[Records for the task]
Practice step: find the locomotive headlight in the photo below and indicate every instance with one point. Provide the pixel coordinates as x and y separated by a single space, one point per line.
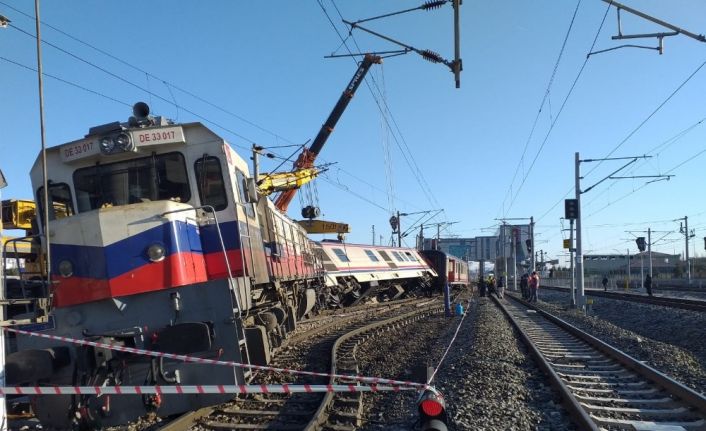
107 145
156 252
123 142
66 269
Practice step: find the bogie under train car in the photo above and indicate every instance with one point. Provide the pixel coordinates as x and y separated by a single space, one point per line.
159 241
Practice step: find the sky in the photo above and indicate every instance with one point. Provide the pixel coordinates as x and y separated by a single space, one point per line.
409 141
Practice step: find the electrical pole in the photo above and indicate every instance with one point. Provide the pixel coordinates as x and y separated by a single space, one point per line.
399 230
686 248
532 262
504 242
629 268
580 297
571 263
649 248
438 236
685 230
513 247
642 269
421 237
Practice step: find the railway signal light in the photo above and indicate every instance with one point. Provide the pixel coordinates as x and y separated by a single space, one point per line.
432 411
641 244
571 209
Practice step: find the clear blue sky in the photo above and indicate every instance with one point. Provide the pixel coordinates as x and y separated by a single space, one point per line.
264 63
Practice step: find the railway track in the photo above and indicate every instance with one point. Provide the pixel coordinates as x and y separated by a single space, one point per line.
603 387
682 303
331 346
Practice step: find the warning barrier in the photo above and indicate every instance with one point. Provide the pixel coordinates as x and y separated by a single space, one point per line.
197 360
194 389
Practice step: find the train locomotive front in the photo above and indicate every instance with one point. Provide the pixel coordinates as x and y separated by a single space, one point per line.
157 241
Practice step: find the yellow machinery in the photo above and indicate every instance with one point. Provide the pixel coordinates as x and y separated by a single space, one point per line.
280 182
26 300
323 226
18 214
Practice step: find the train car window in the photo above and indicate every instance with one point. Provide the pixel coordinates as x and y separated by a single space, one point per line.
242 187
372 256
397 256
60 198
341 255
153 178
209 182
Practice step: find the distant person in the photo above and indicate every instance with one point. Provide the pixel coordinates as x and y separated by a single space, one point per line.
524 288
501 287
534 286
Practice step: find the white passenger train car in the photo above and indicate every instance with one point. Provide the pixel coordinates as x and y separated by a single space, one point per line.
361 271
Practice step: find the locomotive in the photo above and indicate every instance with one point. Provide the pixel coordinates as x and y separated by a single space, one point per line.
159 240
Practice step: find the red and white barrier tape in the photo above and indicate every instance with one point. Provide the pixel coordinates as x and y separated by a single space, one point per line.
193 359
193 389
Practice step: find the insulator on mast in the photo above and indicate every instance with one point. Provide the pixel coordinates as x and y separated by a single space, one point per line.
432 56
433 4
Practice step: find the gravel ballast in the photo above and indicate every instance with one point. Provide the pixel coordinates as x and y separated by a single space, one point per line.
487 378
668 339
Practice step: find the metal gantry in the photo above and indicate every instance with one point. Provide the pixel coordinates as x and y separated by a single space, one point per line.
580 296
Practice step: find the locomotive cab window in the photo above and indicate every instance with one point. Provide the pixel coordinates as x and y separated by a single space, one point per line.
341 254
242 187
153 178
372 256
209 182
60 198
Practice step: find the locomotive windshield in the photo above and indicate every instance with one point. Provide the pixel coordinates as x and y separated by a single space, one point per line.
153 178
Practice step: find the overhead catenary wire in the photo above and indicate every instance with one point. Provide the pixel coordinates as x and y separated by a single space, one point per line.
148 91
400 142
139 87
168 84
559 112
545 98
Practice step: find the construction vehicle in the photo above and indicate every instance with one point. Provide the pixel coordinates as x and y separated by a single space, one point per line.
25 299
304 170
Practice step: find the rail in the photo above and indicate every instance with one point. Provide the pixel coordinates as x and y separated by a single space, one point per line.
579 360
682 303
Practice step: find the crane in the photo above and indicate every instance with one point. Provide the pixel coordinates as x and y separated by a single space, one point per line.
304 170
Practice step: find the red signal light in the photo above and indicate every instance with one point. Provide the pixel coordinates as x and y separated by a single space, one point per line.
432 411
431 408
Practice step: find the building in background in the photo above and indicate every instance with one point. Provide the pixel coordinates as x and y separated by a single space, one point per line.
616 264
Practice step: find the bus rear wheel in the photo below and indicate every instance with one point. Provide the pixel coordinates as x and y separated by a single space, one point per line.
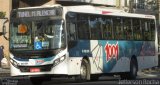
84 71
132 74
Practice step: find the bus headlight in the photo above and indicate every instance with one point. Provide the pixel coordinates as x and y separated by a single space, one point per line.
14 63
59 60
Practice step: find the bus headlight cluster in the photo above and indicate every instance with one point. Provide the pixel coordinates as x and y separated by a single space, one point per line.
14 63
59 60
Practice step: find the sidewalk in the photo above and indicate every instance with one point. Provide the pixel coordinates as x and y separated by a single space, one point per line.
4 72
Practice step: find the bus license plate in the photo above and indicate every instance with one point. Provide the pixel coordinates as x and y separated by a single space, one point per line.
34 70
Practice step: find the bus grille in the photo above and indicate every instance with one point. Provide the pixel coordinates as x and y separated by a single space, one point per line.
43 68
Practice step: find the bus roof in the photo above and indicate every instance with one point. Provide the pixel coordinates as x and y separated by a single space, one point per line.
106 11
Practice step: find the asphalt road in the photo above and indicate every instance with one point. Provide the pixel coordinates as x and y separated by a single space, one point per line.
142 79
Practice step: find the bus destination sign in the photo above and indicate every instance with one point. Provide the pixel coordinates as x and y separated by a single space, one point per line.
38 13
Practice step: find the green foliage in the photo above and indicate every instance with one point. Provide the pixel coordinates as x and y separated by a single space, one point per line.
2 14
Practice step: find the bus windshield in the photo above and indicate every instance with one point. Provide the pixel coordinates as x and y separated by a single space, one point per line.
40 34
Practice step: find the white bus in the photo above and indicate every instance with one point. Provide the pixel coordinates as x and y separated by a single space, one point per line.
80 41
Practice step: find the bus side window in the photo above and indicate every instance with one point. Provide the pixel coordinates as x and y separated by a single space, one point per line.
118 29
71 26
95 27
146 30
127 29
137 31
83 27
107 29
152 29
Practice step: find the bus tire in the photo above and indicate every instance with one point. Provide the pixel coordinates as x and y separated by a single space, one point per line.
36 81
84 72
133 69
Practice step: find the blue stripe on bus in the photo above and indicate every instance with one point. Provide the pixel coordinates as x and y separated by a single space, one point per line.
113 50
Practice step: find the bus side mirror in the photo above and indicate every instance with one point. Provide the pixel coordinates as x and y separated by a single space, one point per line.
4 29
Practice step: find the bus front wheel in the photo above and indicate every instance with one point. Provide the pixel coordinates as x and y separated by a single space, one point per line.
84 71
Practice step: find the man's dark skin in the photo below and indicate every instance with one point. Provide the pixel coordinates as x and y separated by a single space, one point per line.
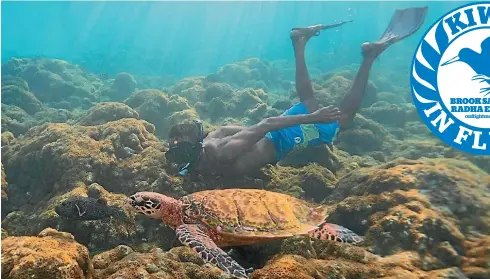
237 150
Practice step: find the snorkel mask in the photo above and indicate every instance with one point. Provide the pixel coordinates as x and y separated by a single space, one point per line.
184 153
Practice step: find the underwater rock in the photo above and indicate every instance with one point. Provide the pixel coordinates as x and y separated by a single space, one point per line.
413 205
50 255
106 112
313 181
17 81
120 88
242 72
364 136
7 138
157 108
178 263
193 94
15 120
62 155
148 82
52 80
177 103
14 95
246 99
476 262
385 113
217 90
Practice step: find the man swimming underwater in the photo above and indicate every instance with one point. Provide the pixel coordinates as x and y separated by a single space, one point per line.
237 150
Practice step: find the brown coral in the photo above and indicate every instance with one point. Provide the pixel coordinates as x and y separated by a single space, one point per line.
50 255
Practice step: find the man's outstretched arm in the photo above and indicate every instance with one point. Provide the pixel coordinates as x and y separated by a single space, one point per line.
233 146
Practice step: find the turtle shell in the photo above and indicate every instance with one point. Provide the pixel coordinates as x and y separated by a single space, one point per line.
251 213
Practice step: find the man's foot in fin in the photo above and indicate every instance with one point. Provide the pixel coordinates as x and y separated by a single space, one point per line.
303 34
373 50
403 24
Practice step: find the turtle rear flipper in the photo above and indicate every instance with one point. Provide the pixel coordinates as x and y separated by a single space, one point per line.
328 231
195 238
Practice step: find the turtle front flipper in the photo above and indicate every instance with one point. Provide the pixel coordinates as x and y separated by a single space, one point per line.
328 231
195 238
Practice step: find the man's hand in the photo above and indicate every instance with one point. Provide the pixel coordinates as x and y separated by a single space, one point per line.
328 114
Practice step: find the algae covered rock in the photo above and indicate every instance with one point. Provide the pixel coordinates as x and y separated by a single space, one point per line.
7 138
414 205
63 155
178 263
15 120
385 113
106 112
53 80
17 96
50 255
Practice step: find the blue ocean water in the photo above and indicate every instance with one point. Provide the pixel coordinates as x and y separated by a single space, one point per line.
195 38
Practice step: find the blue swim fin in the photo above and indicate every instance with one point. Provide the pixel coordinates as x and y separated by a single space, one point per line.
403 24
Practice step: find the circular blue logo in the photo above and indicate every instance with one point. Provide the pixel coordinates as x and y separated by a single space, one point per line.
450 78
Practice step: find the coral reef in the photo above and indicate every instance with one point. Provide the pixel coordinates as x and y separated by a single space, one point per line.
120 88
178 263
422 206
52 254
106 112
14 95
53 80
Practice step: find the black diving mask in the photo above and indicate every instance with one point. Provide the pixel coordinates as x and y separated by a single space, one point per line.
184 153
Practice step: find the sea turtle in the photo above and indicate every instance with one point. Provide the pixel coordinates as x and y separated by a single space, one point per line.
208 220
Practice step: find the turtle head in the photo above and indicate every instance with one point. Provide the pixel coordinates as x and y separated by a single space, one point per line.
156 206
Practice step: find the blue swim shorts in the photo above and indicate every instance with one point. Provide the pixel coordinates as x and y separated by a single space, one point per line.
287 139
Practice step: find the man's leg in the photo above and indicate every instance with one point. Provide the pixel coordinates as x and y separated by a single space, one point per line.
299 38
304 87
353 99
403 24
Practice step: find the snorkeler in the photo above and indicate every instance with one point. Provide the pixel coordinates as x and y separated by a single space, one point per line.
237 150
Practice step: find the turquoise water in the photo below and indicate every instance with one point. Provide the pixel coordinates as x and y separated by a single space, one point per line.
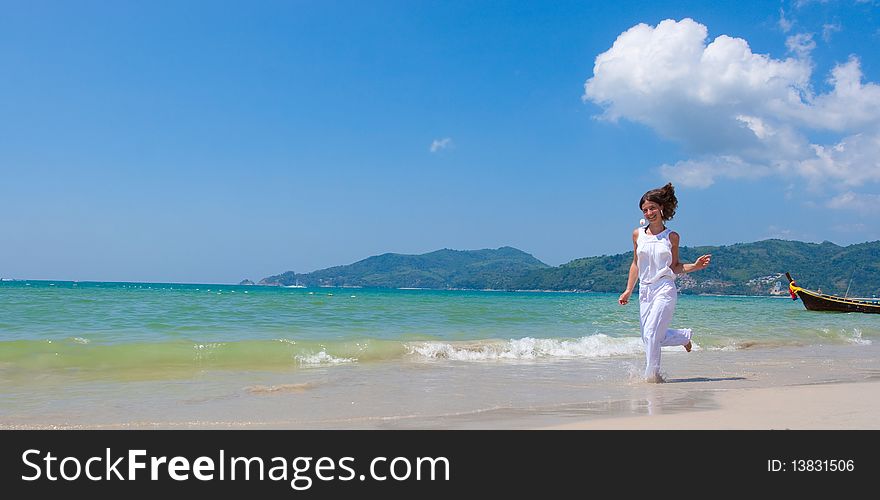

[Exercise aim]
Rewrite everything in the material from the line with "Practice step: find the blue swim shorts" down to the end, changing "snorkeler" to "swimmer" and keeping everything else the same. Leave out the pictures.

[Task solution]
Practice step: find the blue swim shorts in the photo above and indicate every instance with one point. Provide the pixel coordinates as x and y separated by a single space, one point per line.
287 139
Practice step: find the man's leg in the photo above and indicate every instance with one point. Provide the pixel coordinates as x and y separated by a single space, one point per line.
299 38
304 87
353 99
403 24
Practice step: find the swimmer in the photo above and indicate every instance with one point. Provide the pixel coordinates as x and y separated by a single space, one point per line.
237 150
Practice step: find the turquoise water in the photo below and indicate every instance with one point. Provide the pixel coordinates as x and y separated by a single space, one point per line.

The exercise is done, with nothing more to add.